Given instruction: Turn these lines into a numbered list, skipping any blank lines and omitting the pictures.

╭─ Records shown

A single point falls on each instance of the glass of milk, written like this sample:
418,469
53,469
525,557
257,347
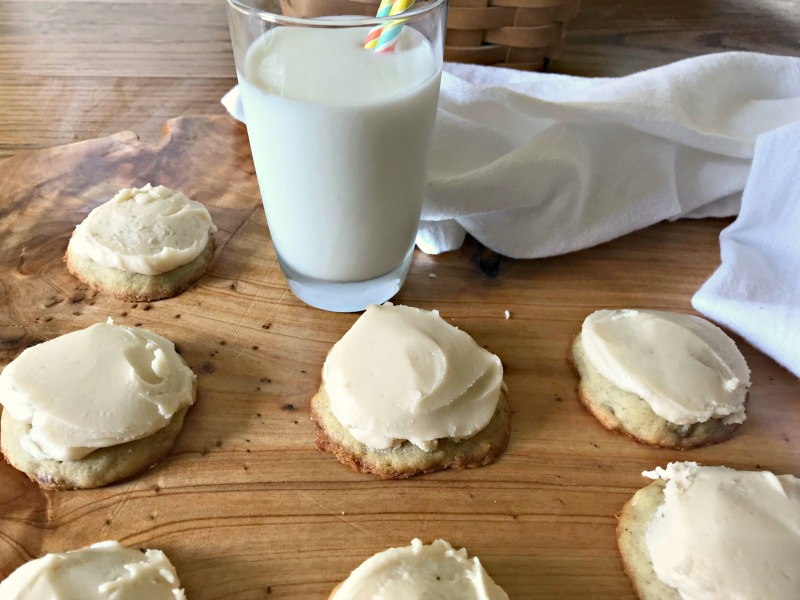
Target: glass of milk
340,137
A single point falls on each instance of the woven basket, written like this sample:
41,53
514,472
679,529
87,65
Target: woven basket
522,34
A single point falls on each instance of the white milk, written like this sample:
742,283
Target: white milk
340,137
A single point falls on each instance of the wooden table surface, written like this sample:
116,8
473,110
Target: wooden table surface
245,506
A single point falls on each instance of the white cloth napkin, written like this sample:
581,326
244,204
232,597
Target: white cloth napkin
756,290
538,164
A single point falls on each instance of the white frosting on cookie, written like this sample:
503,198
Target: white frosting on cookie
419,571
684,367
93,388
103,571
722,533
149,230
403,373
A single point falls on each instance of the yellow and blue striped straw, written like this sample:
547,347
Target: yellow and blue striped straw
383,38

╰─

The result:
1. A single point falls on each instance of the glass of milk, written like this sample:
2. 418,469
3. 53,469
4. 525,557
5. 257,347
6. Target: glass of milk
7. 340,137
8. A single point falls on each instance of the woven basket, written like this sample:
9. 41,53
10. 514,472
11. 679,529
12. 87,65
13. Target: woven basket
14. 522,34
15. A single point falls on each instance of the white milk, written like this sample:
16. 742,283
17. Target: white milk
18. 340,137
19. A single point falls on each instance of the wooden table surface, written like this sample:
20. 116,8
21. 473,110
22. Target: wooden table surface
23. 245,506
24. A single point falls on each instance of the white cloth napkin, written like this sample:
25. 581,326
26. 244,204
27. 232,597
28. Target: white cloth napkin
29. 756,290
30. 538,164
31. A single point falls on each instance of the white frosting on cookie, written like this sample:
32. 503,198
33. Target: white frosting on cookie
34. 419,571
35. 684,367
36. 93,388
37. 103,571
38. 722,533
39. 149,230
40. 403,373
41. A single point falls on each instance of the yellow and blue striped straw, written like this sample:
42. 547,347
43. Target: yellow and blue striped straw
44. 383,38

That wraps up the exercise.